CI Failures¶
Overview of CI Checks¶
When you open a PR against vLLM-Omni, several CI checks run automatically:
| Check | Platform | What it does |
|---|---|---|
| pre-commit | GitHub Actions | Runs linting (Ruff), formatting, spell-checking (typos), and YAML validation. |
| Build Wheel | GitHub Actions | Builds Python wheels for Python 3.11 and 3.12 on Ubuntu. Skipped for docs-only or Markdown-only changes (controlled by paths-ignore in the workflow). |
| DCO | GitHub | Verifies every commit has a Signed-off-by line. |
| docs/readthedocs.org:vllm-omni | Read the Docs | Builds the MkDocs documentation site. |
| buildkite/vllm-omni | Buildkite | Runs GPU-based tests on NVIDIA CUDA hardware (L4, H100). |
| buildkite/vllm-omni-amd | Buildkite | Runs GPU-based tests on AMD ROCm hardware (MI325). |
| buildkite/vllm-omni-intel | Buildkite | Runs GPU-based tests on Intel XPU hardware (Intel Arc BMG). |
Step 1: Identify the Failing Check¶
Click the Details link next to the failing check on your PR to open the build log. The most common failures fall into these categories:
pre-commit failures¶
These are typically formatting or linting issues introduced by your PR. Fix them locally:
Then commit the fixes and push.
DCO failures¶
Every commit must include a Signed-off-by line. If you forgot, amend your commits:
For multiple commits, use an interactive rebase to add the sign-off to each one.

• Data shown

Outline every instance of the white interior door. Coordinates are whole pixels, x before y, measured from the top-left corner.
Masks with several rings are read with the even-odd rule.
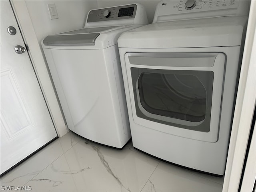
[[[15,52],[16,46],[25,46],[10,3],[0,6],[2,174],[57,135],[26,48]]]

• Exercise task 1
In the CI failures text, what hardware does the buildkite/vllm-omni-amd check run its GPU-based tests on?
• Exercise task 2
Reproduce the part of the CI failures text that opens with the words "DCO failures¶" and closes with "to each one.", changing "interactive rebase" to "git rebase -i".

• Right answer 1
AMD ROCm hardware (MI325).

• Right answer 2
DCO failures¶
Every commit must include a Signed-off-by line. If you forgot, amend your commits:
For multiple commits, use an git rebase -i to add the sign-off to each one.